▸ **Text passage**:
Pros And Cons Of Nerve Blocks For Long-Term Back Pain Relief

If you've been struggling with back pain for a long while and are not interested in surgery, then you will definitely want to explore your non-surgical back pain treatment options. Long-term, relying on pain relief medications alone is not usually a good idea. A nerve block is a treatment for ongoing back pain that should help you reduce your reliance on pain relievers, if not stop taking them altogether. However, a nerve block is not perfect for every back pain patient. Here are some pros and cons to consider as you decide whether to undergo this procedure.

Pro: A nerve block is given under local anesthetic.

You don't need to be put under general anesthesia for a nerve block, which means you don't have to worry about fasting before the procedure. You also do not need to worry about not waking up, or about the side effects of general anesthesia. Your doctor will simply inject a local anesthetic to numb the area, and then they will inject the nerve block medication into the nerves most closely associated with your back pain. The injection will be either in or right next to your spine.

Con: There is a risk of nerve damage.

While side effects of nerve blocks are not common, some people do experience nerve damage as a result of this treatment. If your doctor injects too close to the nerve, damage can result, and this can lead to tingling or permanent loss of sensation in some areas.

Pro: The treatment lasts a while.

There are several types of nerve blocks, but the type used to manage back pain tends to last a few weeks to a few months. Every patient is a little different; you'll have to find out for yourself exactly how long the shots will last. Either way, this is a long-lasting treatment and not something that you need to take every day. 

Con: You may need to take a fluorescent solution.

Often, a doctor will use a fluoroscope ultrasound to guide them as they insert the needle into your back. This means you'll have to drink a fluorescent solution prior to the test, which most people don't find pleasant.

Consider these pros and cons, and talk to your doctor about a nerve block as an option for managing your back pain. This option works well for a lot of people with back pain due to herniated discs, spinal compression, and old fractures.

▸ **Source material**:
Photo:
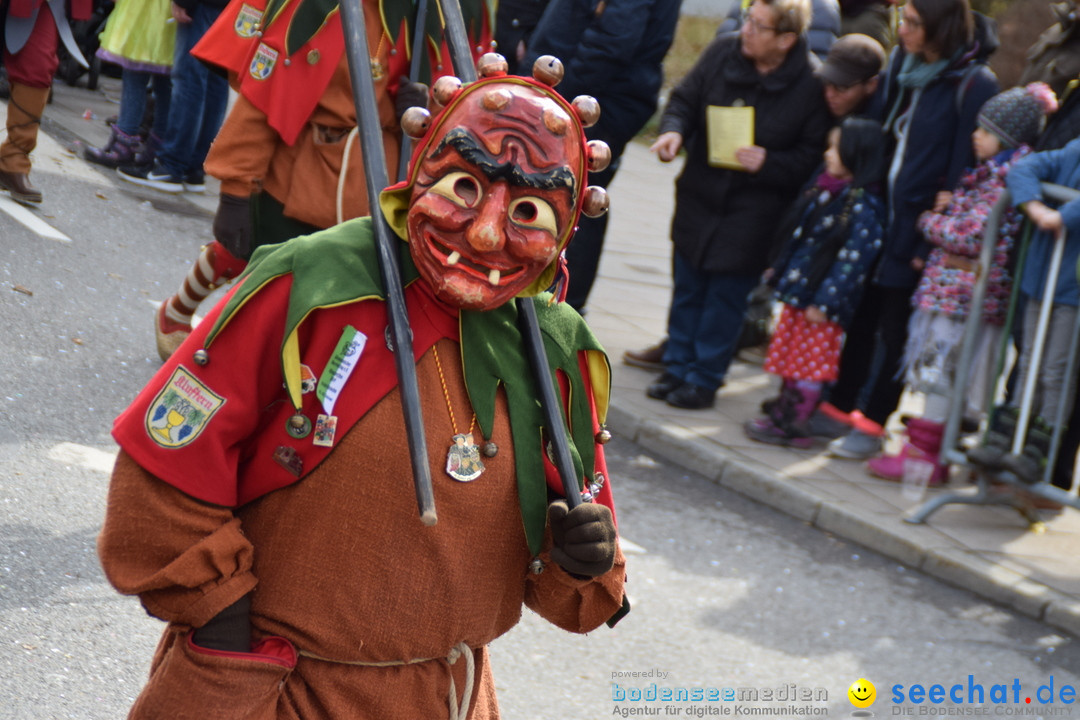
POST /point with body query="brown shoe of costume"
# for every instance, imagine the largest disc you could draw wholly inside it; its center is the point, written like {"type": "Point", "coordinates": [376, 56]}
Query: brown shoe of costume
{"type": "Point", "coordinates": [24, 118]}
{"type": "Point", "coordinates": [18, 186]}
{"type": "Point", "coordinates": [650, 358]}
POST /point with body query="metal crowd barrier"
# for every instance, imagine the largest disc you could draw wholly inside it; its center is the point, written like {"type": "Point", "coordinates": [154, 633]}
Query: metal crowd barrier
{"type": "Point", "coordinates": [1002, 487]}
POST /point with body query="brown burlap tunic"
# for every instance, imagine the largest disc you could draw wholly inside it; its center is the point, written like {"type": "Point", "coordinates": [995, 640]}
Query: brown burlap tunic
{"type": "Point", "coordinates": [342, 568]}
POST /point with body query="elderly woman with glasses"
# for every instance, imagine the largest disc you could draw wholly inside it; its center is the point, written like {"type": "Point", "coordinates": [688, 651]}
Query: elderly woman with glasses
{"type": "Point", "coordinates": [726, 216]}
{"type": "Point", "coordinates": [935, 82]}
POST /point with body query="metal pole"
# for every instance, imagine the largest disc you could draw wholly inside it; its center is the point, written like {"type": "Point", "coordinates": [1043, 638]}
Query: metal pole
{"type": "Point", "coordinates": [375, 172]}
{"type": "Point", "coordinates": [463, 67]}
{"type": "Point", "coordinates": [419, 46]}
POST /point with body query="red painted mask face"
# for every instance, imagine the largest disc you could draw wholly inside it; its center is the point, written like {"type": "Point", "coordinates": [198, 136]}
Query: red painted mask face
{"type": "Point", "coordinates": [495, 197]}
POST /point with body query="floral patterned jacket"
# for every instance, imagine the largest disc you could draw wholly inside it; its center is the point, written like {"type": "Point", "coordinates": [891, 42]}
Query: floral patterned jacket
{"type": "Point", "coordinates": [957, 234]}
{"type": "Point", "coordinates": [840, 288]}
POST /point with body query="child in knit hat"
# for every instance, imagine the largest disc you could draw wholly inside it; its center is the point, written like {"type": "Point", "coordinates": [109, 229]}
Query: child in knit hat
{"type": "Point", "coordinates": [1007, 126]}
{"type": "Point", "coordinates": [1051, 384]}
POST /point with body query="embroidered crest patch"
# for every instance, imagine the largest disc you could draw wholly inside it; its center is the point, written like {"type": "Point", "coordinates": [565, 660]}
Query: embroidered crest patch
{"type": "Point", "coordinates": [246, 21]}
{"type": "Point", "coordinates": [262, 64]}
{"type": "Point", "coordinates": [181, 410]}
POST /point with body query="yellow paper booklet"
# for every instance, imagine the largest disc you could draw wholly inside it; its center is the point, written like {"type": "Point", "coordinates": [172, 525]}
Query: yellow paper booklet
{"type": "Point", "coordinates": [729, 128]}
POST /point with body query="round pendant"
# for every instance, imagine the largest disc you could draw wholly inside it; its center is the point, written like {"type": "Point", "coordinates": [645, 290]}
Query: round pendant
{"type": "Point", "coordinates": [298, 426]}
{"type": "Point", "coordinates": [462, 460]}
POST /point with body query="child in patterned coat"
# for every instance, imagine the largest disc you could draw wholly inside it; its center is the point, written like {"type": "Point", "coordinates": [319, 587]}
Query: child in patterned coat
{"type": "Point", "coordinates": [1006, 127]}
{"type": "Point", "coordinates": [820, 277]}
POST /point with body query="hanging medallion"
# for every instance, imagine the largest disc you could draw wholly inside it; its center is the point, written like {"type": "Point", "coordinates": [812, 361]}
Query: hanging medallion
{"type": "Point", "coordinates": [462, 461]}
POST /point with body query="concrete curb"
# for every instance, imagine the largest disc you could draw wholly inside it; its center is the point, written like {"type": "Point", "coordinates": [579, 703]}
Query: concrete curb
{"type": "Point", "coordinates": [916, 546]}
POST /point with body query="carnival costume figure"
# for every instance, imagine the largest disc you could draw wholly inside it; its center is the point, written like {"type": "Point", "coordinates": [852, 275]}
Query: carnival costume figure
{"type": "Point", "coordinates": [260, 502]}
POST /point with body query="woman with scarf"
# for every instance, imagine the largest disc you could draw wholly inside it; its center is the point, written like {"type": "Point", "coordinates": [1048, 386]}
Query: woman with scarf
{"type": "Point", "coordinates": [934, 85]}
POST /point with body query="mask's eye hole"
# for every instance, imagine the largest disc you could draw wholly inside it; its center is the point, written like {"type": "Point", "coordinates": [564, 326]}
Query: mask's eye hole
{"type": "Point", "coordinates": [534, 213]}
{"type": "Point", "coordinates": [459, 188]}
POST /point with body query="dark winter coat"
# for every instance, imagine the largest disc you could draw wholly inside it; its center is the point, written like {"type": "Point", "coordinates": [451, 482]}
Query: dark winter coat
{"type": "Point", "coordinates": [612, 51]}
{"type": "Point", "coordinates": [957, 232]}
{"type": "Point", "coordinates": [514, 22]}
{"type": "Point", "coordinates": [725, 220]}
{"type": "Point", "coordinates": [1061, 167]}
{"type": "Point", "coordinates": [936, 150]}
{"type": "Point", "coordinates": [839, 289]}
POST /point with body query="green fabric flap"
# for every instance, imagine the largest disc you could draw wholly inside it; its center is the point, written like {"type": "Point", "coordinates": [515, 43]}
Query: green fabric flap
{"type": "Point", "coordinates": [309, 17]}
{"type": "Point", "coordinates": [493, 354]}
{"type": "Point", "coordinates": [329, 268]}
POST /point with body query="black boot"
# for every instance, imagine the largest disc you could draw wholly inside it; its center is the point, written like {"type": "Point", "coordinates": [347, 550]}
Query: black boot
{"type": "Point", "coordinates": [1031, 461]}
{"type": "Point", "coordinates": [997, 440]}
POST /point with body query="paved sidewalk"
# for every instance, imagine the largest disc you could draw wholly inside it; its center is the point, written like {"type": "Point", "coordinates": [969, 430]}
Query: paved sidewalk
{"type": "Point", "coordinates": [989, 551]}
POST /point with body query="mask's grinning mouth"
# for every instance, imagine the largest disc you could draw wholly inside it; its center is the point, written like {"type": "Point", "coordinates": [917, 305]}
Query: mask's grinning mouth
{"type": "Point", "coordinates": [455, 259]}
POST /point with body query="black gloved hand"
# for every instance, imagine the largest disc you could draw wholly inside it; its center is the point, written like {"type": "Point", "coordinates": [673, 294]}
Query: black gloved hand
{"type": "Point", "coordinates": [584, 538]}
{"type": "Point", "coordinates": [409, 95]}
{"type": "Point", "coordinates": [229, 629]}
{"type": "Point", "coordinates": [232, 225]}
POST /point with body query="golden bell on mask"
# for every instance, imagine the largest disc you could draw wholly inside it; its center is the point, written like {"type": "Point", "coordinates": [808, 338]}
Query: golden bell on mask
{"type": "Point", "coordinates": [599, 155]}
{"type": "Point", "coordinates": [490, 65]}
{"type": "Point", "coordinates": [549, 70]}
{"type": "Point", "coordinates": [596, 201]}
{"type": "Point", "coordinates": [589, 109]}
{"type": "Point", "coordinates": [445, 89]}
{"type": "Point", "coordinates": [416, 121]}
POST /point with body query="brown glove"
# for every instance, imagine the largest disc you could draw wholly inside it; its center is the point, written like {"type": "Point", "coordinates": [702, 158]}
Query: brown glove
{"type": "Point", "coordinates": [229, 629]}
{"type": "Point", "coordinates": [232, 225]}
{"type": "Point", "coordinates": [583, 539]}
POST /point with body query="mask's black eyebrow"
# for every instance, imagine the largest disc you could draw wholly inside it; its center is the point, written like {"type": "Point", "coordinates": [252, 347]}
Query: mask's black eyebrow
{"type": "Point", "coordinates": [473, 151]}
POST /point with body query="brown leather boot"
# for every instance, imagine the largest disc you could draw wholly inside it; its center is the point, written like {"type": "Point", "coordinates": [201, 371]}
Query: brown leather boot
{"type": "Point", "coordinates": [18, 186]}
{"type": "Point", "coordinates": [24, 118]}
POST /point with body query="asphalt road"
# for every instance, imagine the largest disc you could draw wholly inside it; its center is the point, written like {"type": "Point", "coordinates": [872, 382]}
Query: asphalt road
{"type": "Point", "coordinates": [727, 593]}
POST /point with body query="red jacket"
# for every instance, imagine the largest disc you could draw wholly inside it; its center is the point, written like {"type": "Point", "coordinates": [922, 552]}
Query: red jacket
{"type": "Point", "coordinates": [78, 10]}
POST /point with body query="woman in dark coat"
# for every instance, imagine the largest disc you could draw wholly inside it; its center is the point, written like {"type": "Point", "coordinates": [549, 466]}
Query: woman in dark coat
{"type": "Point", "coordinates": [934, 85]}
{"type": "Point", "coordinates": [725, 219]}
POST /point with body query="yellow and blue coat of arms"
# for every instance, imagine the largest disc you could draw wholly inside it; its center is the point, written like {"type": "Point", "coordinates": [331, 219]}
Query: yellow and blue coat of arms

▸ **Apply what you read**:
**a)** Answer these questions using the nerve block article.
(i) What kind of anesthetic is a nerve block given under?
(ii) How long does the type of nerve block used for back pain tend to last?
(iii) What three causes of back pain does the final paragraph say this option works well for?
**b)** Reproduce word for word the part of the nerve block article between "Pros And Cons Of" and "undergo this procedure.", inclusive.

▸ **Results in order**:
**a)**
(i) A local anesthetic.
(ii) A few weeks to a few months.
(iii) Herniated discs, spinal compression, and old fractures.

**b)**
Pros And Cons Of Nerve Blocks For Long-Term Back Pain Relief

If you've been struggling with back pain for a long while and are not interested in surgery, then you will definitely want to explore your non-surgical back pain treatment options. Long-term, relying on pain relief medications alone is not usually a good idea. A nerve block is a treatment for ongoing back pain that should help you reduce your reliance on pain relievers, if not stop taking them altogether. However, a nerve block is not perfect for every back pain patient. Here are some pros and cons to consider as you decide whether to undergo this procedure.